* _Goal_: Gather every line in the records below that contains the word "beach" and copy each such line unchanged.

* _Exercise input_:
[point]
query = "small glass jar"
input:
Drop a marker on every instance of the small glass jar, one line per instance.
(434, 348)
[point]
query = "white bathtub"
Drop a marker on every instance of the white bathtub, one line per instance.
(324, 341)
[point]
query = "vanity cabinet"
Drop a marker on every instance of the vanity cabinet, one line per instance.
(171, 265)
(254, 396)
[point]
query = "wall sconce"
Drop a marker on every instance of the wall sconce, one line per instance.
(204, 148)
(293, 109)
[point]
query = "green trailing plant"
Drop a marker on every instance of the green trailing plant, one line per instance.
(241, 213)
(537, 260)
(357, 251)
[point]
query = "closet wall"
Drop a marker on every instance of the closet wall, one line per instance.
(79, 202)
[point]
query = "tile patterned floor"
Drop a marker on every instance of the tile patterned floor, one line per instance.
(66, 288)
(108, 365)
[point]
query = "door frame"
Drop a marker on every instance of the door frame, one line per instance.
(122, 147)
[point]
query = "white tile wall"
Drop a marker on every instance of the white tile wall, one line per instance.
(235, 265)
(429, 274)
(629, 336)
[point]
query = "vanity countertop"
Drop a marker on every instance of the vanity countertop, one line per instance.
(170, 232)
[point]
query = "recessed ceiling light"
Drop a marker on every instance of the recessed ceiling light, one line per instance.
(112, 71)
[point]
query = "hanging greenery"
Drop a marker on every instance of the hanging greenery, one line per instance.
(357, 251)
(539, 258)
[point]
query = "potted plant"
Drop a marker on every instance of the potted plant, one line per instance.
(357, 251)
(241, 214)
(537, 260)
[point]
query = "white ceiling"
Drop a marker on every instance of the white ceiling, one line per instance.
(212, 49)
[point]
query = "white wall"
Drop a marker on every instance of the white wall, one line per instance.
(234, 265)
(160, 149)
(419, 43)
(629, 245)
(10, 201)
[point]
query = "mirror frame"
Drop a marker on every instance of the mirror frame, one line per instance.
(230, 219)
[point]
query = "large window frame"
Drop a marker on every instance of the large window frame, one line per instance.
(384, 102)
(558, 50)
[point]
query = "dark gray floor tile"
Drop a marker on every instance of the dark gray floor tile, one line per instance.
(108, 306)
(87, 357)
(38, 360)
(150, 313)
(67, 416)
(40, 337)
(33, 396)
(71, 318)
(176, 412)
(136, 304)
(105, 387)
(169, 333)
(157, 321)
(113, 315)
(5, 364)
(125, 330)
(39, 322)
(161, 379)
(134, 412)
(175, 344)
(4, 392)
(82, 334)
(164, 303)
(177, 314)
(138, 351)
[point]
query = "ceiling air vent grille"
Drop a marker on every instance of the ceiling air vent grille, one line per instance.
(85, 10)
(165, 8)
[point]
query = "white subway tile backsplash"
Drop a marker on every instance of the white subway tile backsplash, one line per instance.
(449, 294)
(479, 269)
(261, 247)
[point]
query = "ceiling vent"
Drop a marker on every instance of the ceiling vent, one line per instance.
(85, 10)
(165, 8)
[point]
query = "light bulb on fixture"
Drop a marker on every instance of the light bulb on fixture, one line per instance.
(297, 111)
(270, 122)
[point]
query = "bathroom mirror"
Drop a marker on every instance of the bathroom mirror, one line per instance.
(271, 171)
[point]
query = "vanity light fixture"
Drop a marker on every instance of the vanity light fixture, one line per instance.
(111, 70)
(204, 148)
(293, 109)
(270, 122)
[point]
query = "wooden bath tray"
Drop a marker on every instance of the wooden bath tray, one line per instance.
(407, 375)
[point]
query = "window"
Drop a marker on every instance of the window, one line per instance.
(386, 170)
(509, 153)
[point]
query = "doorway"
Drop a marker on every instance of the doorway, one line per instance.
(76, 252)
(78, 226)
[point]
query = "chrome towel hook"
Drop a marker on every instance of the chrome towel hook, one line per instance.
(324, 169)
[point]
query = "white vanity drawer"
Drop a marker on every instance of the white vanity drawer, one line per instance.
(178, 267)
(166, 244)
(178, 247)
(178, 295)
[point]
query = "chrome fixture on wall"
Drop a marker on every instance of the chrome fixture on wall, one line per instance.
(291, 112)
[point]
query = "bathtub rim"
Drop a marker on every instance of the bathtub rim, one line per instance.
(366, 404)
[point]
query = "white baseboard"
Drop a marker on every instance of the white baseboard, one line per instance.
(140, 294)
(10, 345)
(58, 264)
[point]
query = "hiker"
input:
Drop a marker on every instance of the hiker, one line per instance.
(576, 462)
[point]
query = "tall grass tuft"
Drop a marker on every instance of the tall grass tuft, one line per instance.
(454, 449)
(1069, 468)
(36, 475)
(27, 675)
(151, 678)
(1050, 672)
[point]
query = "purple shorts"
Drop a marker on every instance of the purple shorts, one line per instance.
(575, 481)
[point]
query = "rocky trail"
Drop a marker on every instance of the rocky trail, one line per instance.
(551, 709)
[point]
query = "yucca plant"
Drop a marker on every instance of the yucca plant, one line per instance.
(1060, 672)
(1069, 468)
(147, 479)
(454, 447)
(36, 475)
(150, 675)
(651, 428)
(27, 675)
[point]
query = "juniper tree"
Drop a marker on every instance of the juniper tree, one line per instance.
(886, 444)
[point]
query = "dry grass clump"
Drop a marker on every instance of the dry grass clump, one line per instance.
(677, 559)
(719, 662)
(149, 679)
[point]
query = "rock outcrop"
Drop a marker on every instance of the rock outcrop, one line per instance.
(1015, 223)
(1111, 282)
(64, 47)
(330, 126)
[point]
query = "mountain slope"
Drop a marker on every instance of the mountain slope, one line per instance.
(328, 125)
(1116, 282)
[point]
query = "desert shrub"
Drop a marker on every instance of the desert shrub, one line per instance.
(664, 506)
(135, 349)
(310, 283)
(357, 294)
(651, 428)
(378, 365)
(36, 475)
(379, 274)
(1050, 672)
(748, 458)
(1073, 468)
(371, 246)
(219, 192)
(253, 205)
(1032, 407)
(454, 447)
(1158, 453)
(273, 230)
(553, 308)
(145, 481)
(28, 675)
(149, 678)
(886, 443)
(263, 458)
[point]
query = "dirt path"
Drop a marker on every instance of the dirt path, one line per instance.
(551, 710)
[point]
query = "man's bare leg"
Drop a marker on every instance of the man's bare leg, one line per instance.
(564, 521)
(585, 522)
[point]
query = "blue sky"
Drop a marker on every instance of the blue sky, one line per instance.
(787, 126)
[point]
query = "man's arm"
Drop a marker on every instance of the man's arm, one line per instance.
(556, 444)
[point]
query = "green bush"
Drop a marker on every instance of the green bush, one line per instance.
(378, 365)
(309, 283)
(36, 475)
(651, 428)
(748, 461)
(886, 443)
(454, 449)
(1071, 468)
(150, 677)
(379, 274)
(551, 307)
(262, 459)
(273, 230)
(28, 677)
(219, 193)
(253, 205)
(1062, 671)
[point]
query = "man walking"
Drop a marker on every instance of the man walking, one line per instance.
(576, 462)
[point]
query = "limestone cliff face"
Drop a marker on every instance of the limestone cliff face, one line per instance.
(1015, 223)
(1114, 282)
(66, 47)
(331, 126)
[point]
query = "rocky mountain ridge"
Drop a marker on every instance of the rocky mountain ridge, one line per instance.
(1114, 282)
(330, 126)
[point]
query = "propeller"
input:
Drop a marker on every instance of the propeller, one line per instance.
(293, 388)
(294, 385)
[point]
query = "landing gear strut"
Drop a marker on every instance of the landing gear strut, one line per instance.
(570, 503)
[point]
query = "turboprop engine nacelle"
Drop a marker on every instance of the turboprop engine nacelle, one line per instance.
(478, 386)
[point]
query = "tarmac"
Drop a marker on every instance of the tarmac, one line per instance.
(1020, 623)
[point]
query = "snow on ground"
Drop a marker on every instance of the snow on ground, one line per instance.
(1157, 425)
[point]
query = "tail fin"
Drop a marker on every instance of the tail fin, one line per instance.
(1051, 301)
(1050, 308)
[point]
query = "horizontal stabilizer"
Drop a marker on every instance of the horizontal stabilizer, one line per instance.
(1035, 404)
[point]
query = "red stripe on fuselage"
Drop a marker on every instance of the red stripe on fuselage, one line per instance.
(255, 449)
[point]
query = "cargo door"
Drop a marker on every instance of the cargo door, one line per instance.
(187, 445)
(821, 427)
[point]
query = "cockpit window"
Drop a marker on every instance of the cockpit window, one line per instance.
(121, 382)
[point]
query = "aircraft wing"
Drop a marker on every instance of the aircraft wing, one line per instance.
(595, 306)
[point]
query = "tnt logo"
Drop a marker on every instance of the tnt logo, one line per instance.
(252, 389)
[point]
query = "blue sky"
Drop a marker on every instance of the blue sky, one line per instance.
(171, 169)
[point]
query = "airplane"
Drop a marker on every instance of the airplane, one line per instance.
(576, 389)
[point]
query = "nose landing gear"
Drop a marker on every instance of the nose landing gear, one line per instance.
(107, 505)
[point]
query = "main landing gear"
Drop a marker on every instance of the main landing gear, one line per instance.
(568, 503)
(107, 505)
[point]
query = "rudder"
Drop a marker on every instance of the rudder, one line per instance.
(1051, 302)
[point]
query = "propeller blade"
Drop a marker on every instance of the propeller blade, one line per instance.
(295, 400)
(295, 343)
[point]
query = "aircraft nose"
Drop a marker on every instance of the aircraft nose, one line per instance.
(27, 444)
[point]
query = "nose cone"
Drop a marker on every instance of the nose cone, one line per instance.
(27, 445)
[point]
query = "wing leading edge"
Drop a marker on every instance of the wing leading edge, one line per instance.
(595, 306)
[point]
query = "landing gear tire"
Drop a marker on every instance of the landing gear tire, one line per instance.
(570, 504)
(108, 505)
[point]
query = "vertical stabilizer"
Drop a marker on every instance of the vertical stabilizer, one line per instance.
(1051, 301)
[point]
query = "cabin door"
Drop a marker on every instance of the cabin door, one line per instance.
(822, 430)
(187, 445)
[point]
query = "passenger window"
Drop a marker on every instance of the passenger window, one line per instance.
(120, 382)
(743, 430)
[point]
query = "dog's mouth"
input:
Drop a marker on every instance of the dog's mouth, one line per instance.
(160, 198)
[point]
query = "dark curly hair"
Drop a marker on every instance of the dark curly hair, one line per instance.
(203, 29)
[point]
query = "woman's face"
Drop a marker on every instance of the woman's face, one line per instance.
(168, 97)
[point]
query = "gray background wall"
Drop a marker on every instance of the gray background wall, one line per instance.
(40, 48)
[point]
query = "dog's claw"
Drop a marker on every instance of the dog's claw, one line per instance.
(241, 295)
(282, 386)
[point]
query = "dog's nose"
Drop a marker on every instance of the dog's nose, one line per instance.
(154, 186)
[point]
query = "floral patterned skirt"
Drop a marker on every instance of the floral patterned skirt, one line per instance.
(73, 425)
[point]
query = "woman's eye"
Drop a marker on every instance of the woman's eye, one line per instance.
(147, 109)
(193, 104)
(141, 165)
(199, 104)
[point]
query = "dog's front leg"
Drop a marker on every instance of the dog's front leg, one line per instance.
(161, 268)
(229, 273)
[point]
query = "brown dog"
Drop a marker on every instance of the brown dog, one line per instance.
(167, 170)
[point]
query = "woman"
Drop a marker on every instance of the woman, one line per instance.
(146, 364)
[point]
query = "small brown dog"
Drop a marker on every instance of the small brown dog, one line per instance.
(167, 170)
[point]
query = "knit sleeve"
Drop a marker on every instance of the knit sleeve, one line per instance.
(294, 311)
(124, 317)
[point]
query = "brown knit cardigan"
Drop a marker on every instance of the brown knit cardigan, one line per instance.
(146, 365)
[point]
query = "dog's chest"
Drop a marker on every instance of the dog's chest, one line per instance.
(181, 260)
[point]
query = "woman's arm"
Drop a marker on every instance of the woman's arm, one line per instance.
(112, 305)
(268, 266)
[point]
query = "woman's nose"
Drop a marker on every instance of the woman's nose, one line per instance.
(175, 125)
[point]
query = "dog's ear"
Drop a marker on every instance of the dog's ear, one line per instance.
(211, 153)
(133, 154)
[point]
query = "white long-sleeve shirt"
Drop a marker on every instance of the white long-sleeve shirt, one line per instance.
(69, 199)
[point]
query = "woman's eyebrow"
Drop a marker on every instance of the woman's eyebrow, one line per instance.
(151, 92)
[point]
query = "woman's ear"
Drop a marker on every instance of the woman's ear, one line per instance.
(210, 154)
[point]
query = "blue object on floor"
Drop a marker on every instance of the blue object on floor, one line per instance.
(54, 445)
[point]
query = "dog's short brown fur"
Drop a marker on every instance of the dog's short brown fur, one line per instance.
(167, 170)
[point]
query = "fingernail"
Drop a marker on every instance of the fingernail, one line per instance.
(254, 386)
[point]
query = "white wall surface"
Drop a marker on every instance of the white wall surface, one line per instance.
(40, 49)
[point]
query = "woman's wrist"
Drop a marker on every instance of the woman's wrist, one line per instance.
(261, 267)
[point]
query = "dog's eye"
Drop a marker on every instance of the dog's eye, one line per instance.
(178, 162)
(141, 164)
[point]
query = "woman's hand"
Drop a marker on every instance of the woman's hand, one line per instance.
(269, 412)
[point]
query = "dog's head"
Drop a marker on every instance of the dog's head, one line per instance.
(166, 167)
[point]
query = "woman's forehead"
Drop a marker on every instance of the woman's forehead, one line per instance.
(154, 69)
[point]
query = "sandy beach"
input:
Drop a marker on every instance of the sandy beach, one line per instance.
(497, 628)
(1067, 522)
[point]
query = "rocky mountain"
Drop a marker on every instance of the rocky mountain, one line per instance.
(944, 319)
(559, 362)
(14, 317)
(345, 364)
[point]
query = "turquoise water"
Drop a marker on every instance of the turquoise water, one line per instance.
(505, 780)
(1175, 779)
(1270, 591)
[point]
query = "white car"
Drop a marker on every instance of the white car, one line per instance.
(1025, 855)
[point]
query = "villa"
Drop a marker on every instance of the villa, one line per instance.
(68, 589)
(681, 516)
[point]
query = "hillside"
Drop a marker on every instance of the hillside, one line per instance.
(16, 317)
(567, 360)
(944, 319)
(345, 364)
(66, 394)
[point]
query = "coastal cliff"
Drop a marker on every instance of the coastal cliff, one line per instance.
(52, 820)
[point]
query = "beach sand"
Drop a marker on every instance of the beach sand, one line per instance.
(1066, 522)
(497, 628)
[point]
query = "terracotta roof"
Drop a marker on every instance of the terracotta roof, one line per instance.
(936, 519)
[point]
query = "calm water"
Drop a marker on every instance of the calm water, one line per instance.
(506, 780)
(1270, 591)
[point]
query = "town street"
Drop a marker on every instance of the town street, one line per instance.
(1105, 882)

* _Exercise answer_:
query = "sandy beach"
Drop a marker on every instance of the sandy beach, one line per instance.
query = "beach sand"
Drop a marker on every instance of the beach sand, one line per instance.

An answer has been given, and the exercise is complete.